**Data lines**:
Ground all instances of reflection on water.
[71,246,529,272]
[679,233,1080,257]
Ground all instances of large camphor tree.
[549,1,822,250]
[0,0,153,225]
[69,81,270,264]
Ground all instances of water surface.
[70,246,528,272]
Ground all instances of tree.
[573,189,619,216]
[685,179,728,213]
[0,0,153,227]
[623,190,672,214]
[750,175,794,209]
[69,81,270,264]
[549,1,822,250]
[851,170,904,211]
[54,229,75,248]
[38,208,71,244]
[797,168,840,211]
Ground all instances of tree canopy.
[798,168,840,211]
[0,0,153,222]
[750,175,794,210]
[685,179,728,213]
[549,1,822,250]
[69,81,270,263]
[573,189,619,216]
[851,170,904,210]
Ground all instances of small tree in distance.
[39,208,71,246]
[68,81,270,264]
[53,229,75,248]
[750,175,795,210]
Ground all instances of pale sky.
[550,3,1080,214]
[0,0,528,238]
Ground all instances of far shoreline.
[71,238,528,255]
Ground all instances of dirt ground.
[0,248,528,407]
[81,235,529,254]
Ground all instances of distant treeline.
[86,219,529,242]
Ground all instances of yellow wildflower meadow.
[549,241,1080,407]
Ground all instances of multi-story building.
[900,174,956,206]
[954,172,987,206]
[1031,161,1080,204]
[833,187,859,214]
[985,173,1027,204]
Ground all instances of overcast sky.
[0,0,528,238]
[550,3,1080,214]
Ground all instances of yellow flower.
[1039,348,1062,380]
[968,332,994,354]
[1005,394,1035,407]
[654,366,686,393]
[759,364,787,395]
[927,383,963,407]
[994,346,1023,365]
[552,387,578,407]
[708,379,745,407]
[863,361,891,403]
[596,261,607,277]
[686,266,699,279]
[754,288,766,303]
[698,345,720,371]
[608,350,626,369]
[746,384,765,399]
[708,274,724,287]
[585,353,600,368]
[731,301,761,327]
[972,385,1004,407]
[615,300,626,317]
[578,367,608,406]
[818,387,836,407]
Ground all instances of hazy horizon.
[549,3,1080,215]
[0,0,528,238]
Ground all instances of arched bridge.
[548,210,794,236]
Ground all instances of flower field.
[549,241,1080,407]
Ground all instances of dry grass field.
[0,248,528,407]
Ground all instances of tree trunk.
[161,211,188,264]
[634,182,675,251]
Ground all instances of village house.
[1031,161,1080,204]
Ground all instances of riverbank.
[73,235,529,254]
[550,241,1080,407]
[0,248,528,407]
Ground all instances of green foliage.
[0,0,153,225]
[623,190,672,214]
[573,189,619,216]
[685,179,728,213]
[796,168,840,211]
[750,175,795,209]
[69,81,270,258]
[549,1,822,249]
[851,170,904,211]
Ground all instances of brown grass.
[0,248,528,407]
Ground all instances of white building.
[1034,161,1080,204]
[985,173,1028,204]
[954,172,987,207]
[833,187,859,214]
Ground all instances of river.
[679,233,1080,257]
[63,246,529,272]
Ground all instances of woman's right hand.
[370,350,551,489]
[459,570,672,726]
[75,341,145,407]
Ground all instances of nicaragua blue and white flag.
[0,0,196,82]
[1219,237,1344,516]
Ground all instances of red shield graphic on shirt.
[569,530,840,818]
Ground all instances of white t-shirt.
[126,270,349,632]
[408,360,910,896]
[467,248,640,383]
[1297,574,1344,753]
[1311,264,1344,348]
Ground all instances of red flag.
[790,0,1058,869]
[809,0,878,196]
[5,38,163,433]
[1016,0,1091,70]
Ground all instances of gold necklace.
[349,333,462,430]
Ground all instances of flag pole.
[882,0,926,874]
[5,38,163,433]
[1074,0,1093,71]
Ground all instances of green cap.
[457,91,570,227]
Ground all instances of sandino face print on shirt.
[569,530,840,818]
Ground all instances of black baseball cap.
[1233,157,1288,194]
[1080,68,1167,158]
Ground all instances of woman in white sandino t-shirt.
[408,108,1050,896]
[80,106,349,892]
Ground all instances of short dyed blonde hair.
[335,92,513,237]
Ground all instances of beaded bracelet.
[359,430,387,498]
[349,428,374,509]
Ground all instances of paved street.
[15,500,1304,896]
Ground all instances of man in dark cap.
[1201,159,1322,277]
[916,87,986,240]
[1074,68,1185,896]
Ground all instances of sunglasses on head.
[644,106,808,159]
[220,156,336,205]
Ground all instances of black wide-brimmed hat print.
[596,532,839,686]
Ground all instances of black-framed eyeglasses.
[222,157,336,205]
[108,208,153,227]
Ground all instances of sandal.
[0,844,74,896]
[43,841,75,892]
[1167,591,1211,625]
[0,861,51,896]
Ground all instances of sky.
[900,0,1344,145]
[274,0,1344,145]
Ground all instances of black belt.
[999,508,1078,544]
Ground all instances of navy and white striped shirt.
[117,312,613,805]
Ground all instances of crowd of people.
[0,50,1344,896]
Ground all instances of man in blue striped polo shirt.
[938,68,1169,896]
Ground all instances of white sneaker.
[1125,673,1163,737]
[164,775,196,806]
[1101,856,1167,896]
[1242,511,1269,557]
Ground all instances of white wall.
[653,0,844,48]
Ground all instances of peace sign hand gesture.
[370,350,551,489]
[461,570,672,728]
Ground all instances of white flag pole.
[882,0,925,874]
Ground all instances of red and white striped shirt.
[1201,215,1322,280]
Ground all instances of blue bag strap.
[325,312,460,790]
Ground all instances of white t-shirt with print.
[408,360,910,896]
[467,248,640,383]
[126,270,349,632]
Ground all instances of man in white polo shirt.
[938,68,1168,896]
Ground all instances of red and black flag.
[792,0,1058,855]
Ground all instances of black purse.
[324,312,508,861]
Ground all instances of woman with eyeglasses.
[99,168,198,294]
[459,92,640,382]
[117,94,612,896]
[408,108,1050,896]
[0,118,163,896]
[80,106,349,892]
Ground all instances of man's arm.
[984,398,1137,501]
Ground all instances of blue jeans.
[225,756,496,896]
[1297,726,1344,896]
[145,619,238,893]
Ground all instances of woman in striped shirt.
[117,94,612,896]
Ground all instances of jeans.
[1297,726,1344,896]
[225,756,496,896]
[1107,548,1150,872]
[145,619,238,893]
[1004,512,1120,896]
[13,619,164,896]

**Aim**: Format every one of the lines above as a JSON list of strings, with one string per line and blank lines omitted.

**Result of this exercise**:
[
  "Ground all instances of reflection on water.",
  "[71,246,529,272]",
  "[679,233,1080,257]",
  "Ground all instances of large camphor tree.",
  "[549,1,822,250]",
  "[0,0,153,225]",
  "[69,81,270,264]",
  "Ground all instances of water surface.",
  "[70,246,528,272]",
  "Ground all instances of tree.",
  "[573,189,619,216]",
  "[685,179,728,213]",
  "[0,0,153,227]",
  "[623,190,672,214]",
  "[750,175,794,209]",
  "[69,81,270,264]",
  "[549,1,822,250]",
  "[851,170,904,211]",
  "[54,229,75,248]",
  "[38,208,71,244]",
  "[797,168,840,211]",
  "Ground all instances of tree canopy.",
  "[798,168,840,211]",
  "[0,0,153,222]",
  "[750,175,794,210]",
  "[685,179,728,213]",
  "[549,1,822,250]",
  "[69,81,270,263]",
  "[573,189,619,216]",
  "[851,170,904,210]",
  "Ground all instances of small tree in distance.",
  "[39,208,71,246]",
  "[68,81,270,264]",
  "[53,229,75,248]",
  "[750,175,795,210]",
  "Ground all instances of pale sky.",
  "[550,3,1080,214]",
  "[0,0,528,238]",
  "Ground all instances of far shoreline.",
  "[71,238,528,255]",
  "Ground all instances of dirt ground.",
  "[0,248,528,407]",
  "[81,235,529,254]",
  "Ground all instances of distant treeline.",
  "[86,219,529,242]",
  "Ground all instances of yellow wildflower meadow.",
  "[549,241,1080,407]",
  "Ground all instances of multi-story building.",
  "[900,174,956,206]",
  "[954,172,987,206]",
  "[1031,161,1080,204]",
  "[833,187,859,214]",
  "[985,173,1027,204]",
  "Ground all instances of overcast sky.",
  "[0,0,528,238]",
  "[550,3,1080,214]",
  "Ground all instances of yellow flower.",
  "[1039,348,1062,380]",
  "[968,332,994,354]",
  "[1005,394,1035,407]",
  "[654,366,686,393]",
  "[759,364,787,395]",
  "[927,383,963,407]",
  "[994,346,1023,365]",
  "[552,387,578,407]",
  "[708,379,745,407]",
  "[863,361,891,403]",
  "[596,261,607,277]",
  "[686,266,699,279]",
  "[754,288,766,303]",
  "[698,345,720,371]",
  "[608,350,626,369]",
  "[746,384,765,399]",
  "[708,274,724,287]",
  "[585,353,600,368]",
  "[731,301,761,327]",
  "[972,385,1004,407]",
  "[615,300,626,317]",
  "[578,367,608,406]",
  "[818,387,836,407]",
  "Ground all instances of hazy horizon.",
  "[549,3,1080,215]",
  "[0,0,528,238]",
  "Ground all instances of arched bridge.",
  "[548,210,794,236]",
  "Ground all instances of flower field.",
  "[549,241,1080,407]",
  "Ground all instances of dry grass field.",
  "[0,248,528,407]",
  "Ground all instances of tree trunk.",
  "[161,211,188,264]",
  "[634,182,675,251]",
  "Ground all instances of village house.",
  "[1031,161,1080,204]",
  "Ground all instances of riverbank.",
  "[73,235,529,254]",
  "[550,241,1080,407]",
  "[0,248,528,407]",
  "Ground all instances of green foliage.",
  "[0,0,153,225]",
  "[623,190,672,214]",
  "[573,189,619,216]",
  "[685,179,728,213]",
  "[796,168,840,211]",
  "[750,175,795,209]",
  "[69,81,270,258]",
  "[549,1,822,249]",
  "[851,170,904,211]",
  "Ground all instances of brown grass.",
  "[0,248,528,407]",
  "Ground all instances of white building.",
  "[1034,161,1080,204]",
  "[985,173,1028,204]",
  "[954,172,987,207]",
  "[833,187,859,214]",
  "Ground all instances of river.",
  "[679,233,1080,257]",
  "[63,246,529,272]",
  "Ground all instances of woman's right hand.",
  "[370,350,551,489]",
  "[459,570,672,726]",
  "[75,341,145,407]",
  "Ground all instances of nicaragua blue and white flag.",
  "[0,0,196,82]",
  "[1219,237,1344,516]",
  "Ground all instances of red shield graphic on shirt.",
  "[569,530,840,818]",
  "Ground all instances of white t-shirt.",
  "[126,270,349,632]",
  "[408,360,910,896]",
  "[467,248,640,383]",
  "[1297,574,1344,753]",
  "[1311,264,1344,348]",
  "Ground all instances of red flag.",
  "[790,0,1058,869]",
  "[809,0,878,196]",
  "[5,38,163,433]",
  "[1016,0,1091,70]",
  "Ground all instances of gold necklace.",
  "[349,333,462,430]",
  "Ground all instances of flag pole.",
  "[882,0,926,874]",
  "[5,38,163,433]",
  "[1074,0,1093,71]",
  "Ground all instances of green cap.",
  "[457,91,570,227]",
  "Ground all instances of sandino face print on shirt.",
  "[569,530,840,818]",
  "Ground all instances of black baseball cap.",
  "[1233,157,1288,194]",
  "[1080,68,1167,158]",
  "Ground all instances of woman in white sandino t-shirt.",
  "[408,108,1050,896]",
  "[80,106,349,892]",
  "Ground all instances of short dyed blonde hair.",
  "[335,92,513,237]",
  "Ground all instances of beaded bracelet.",
  "[359,430,387,498]",
  "[349,428,374,509]",
  "Ground all instances of paved street.",
  "[15,500,1304,896]",
  "Ground all instances of man in dark cap.",
  "[1201,159,1322,277]",
  "[916,87,986,240]",
  "[1074,68,1185,896]",
  "Ground all instances of sunglasses on head.",
  "[644,106,808,159]",
  "[220,156,336,205]",
  "Ground all instances of black wide-brimmed hat print.",
  "[596,532,839,686]",
  "Ground all instances of black-framed eyeglasses.",
  "[222,157,336,205]",
  "[108,208,153,227]",
  "Ground all instances of sandal.",
  "[0,844,74,896]",
  "[43,841,75,892]",
  "[1167,591,1211,625]",
  "[0,861,51,896]",
  "Ground all instances of sky.",
  "[900,0,1344,145]",
  "[274,0,1344,145]",
  "Ground all instances of black belt.",
  "[999,508,1078,544]",
  "Ground all instances of navy and white striped shirt.",
  "[117,312,613,805]",
  "Ground all instances of crowd of people.",
  "[0,50,1344,896]",
  "Ground all instances of man in blue striped polo shirt.",
  "[938,68,1169,896]",
  "Ground all instances of white sneaker.",
  "[1125,673,1163,737]",
  "[164,775,196,806]",
  "[1101,856,1167,896]",
  "[1242,511,1269,557]",
  "Ground all instances of white wall.",
  "[653,0,844,48]",
  "Ground all instances of peace sign hand gesture.",
  "[370,350,551,489]",
  "[461,570,672,728]",
  "Ground all instances of white flag pole.",
  "[882,0,925,874]",
  "Ground all instances of red and white striped shirt.",
  "[1201,215,1322,280]",
  "Ground all instances of blue bag strap.",
  "[325,312,460,790]",
  "Ground all instances of white t-shirt with print.",
  "[408,360,910,896]",
  "[467,248,640,383]",
  "[126,270,349,632]",
  "Ground all instances of man in white polo shirt.",
  "[938,68,1168,896]",
  "Ground all instances of red and black flag.",
  "[792,0,1058,855]",
  "Ground all instances of black purse.",
  "[324,312,508,861]",
  "Ground all instances of woman with eyeglasses.",
  "[99,168,198,294]",
  "[459,92,640,382]",
  "[117,94,612,896]",
  "[408,108,1050,896]",
  "[0,118,163,896]",
  "[80,106,349,892]",
  "Ground all instances of man's arm.",
  "[984,398,1137,501]",
  "Ground all instances of blue jeans.",
  "[225,756,496,896]",
  "[1297,726,1344,896]",
  "[145,619,238,893]",
  "Ground all instances of woman in striped shirt.",
  "[117,94,612,896]",
  "Ground all instances of jeans.",
  "[1297,726,1344,896]",
  "[225,756,496,896]",
  "[1107,548,1150,872]",
  "[145,619,238,893]",
  "[1004,512,1120,896]",
  "[13,619,164,896]"
]